In an unusual move, the Department of Justice has taken over the defense of Donald Trump in a defamation lawsuit by E. Jean Carroll, who accused Trump of raping her in the 1990s.
While a law called the Federal Tort Claims Act does provide federal government employees immunity from many defamation lawsuits, legal experts pointed out that it has not been used to protect a president, especially for incidents that occurred before he entered office.
“The question is, is it really within the scope of the law for government lawyers to defend someone accused of lying about a rape when he wasn’t even president yet?” Steve Vladeck, a University of Texas law professor, asked.
Carroll, a longtime columnist for Elle Magazine, wrote in a book excerpt published in New York magazine in June 2019 that Trump raped her in the dressing room of Bergdorf Goodman, a luxury department store in Manhattan in late 1995 or early 1996. She claims he threw her against the dressing room wall before pulling down her tights and forcing himself on her. The author is also certain that security cameras captured both of them moving together before the rape took place. Carroll’s lawyers also requested that Trump provide a DNA sample to determine whether his DNA is on a dress that the victim was wearing that day.
Last November, Carroll sued Trump, claiming that he defamed her publicly by saying that he couldn’t have assaulted her because Carroll was “not my type.”
But on Wednesday, reports surfaced of the DOJ’s intervention in the case, and Attorney General William Barr defended the move, calling it a “normal application” of a statute known as the Westfall Act.
During a news conference, Barr asserted that the statute allows the federal government to take over Trump’s legal defense because Trump was acting in the scope of his role as president when he denied Carroll’s claims.
The interference of the DOJ could potentially put an end to the case altogether.
“Trump’s effort to wield the power of the U.S. government to evade responsibility for his private misconduct is without precedent,” Carroll’s lawyer, Roberta A. Kaplan, said, adding that it ”shows even more starkly how far he is willing to go to prevent the truth from coming out.”

Exercises to complete
A - In the article about E. Jean Carroll's lawsuit, what statute did William Barr name as the basis for the Justice Department's move?
B - Copy out everything in the article about E. Jean Carroll's lawsuit from "Last November, Carroll" down to "the Westfall Act.".

Input data
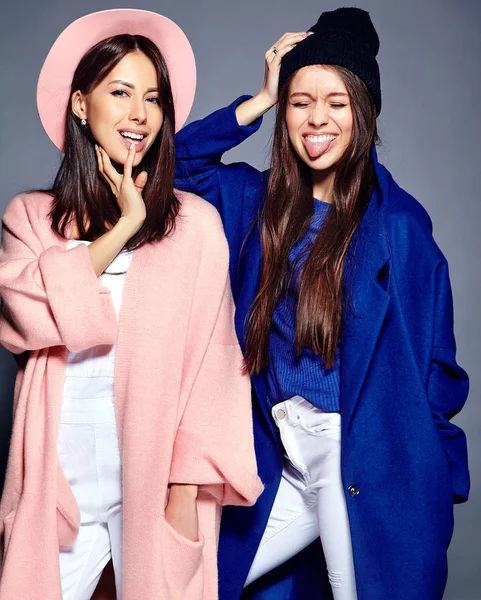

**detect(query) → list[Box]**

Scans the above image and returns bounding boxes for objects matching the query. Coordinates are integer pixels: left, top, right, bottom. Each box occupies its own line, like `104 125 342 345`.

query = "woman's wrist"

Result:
114 215 145 237
169 483 199 500
235 89 276 126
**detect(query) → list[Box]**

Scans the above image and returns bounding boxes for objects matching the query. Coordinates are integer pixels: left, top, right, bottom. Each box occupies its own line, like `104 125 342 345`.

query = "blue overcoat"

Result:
176 97 469 600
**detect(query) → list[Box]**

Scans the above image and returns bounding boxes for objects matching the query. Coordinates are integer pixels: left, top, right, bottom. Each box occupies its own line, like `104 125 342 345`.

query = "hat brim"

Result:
37 8 197 150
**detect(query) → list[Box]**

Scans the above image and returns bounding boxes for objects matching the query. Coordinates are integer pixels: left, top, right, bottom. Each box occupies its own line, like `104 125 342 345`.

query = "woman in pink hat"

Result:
0 9 262 600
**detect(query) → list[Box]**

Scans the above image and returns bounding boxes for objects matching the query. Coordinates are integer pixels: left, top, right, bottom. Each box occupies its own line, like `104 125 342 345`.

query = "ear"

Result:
71 90 87 119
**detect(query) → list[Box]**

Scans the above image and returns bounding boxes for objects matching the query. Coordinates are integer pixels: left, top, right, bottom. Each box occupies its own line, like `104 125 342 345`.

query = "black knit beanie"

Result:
279 8 381 115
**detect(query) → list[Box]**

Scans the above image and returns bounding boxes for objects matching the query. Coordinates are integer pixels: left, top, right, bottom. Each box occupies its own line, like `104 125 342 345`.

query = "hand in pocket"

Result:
165 484 199 542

Answers
A - The Westfall Act.

B -
Last November, Carroll sued Trump, claiming that he defamed her publicly by saying that he couldn’t have assaulted her because Carroll was “not my type.”
But on Wednesday, reports surfaced of the DOJ’s intervention in the case, and Attorney General William Barr defended the move, calling it a “normal application” of a statute known as the Westfall Act.